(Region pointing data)
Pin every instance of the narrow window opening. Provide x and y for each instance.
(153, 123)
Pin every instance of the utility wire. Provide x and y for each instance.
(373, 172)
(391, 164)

*EXERCISE DIRECTIONS:* What you return should match the data character for character.

*ANSWER FOR THE TASK:*
Pin every instance of the narrow window opening. Provide x and y for each instance.
(153, 123)
Pin every instance of the utility wire. Provide x and y for each instance.
(373, 172)
(391, 164)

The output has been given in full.